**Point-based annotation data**
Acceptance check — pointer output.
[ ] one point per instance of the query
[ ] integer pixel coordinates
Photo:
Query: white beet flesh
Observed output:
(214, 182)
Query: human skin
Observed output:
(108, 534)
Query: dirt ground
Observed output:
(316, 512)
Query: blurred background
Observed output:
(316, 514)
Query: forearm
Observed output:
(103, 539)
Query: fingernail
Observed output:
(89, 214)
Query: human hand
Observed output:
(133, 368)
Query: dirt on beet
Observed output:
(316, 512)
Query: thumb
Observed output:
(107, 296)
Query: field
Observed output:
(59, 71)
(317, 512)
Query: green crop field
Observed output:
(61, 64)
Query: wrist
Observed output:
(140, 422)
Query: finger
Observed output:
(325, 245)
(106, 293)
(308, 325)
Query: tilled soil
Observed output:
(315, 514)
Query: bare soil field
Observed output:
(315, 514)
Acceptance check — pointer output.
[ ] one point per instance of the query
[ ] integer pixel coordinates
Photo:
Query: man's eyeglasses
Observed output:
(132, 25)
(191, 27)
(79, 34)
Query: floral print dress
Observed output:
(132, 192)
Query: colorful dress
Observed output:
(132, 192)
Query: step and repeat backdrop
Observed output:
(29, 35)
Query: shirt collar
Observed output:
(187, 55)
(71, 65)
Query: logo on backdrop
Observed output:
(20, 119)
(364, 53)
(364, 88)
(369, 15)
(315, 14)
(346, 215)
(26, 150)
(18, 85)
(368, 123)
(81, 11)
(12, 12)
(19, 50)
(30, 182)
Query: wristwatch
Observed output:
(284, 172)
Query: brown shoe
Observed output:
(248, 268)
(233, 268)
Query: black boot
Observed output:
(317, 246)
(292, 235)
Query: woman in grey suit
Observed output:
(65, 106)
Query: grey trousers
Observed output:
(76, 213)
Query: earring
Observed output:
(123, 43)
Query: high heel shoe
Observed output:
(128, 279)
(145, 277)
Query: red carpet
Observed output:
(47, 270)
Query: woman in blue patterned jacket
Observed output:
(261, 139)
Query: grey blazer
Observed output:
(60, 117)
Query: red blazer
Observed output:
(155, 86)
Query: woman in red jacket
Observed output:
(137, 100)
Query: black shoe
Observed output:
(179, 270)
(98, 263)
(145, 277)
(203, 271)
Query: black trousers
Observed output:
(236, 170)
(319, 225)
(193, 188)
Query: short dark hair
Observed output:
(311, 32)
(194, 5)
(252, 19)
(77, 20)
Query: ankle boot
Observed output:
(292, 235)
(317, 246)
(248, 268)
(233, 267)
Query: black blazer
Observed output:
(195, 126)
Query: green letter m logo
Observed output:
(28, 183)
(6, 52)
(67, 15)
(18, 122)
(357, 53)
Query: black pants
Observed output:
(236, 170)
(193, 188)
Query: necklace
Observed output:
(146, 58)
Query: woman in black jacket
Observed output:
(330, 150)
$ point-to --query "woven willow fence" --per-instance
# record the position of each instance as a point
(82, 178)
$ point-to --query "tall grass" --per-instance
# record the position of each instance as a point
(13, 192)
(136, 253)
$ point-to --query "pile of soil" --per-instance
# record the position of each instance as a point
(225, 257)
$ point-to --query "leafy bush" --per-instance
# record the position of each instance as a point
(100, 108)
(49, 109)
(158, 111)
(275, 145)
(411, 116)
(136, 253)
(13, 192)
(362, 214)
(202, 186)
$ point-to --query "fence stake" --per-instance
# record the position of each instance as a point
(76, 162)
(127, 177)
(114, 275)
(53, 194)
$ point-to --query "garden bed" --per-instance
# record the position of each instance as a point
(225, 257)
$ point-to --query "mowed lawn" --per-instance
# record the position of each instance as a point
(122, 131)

**What is needed**
Reproduce only the lines running from the one with "Query: black shoe" through the final line of the listing above, both ends included.

**Solution to this exercise**
Query: black shoe
Observed output:
(179, 270)
(98, 263)
(145, 277)
(203, 271)
Query: black trousers
Observed output:
(236, 170)
(319, 225)
(193, 188)
Query: short dark hair
Observed output:
(311, 32)
(194, 5)
(252, 19)
(77, 20)
Query: ankle boot
Observed output:
(292, 235)
(317, 246)
(248, 268)
(233, 267)
Query: black blazer
Observed output:
(195, 126)
Query: green letter m logo
Observed output:
(28, 183)
(6, 52)
(67, 15)
(18, 122)
(357, 53)
Query: black pants
Observed output:
(236, 170)
(193, 188)
Query: necklace
Observed output:
(146, 58)
Query: woman in black jacket
Observed output:
(330, 150)
$ point-to --query "woven willow fence" --per-instance
# record the position of each instance as a point
(82, 178)
$ point-to --query "tall grass" --per-instance
# record the position of each instance as a point
(13, 192)
(136, 253)
$ point-to --query "pile of soil" --per-instance
# record the position of each instance as a point
(225, 257)
$ point-to --query "leafy bush" --per-instance
# record the position of each instance as a point
(100, 108)
(49, 109)
(158, 111)
(275, 145)
(411, 116)
(136, 253)
(13, 192)
(362, 214)
(202, 186)
$ point-to --query "fence stake" --per-instance
# record the position of each instance as a point
(76, 162)
(127, 177)
(114, 275)
(53, 194)
$ point-to --query "garden bed" --per-instance
# record the position of each instance as a point
(225, 257)
$ point-to --query "mowed lawn" --per-instance
# record the position of each instance as a point
(122, 131)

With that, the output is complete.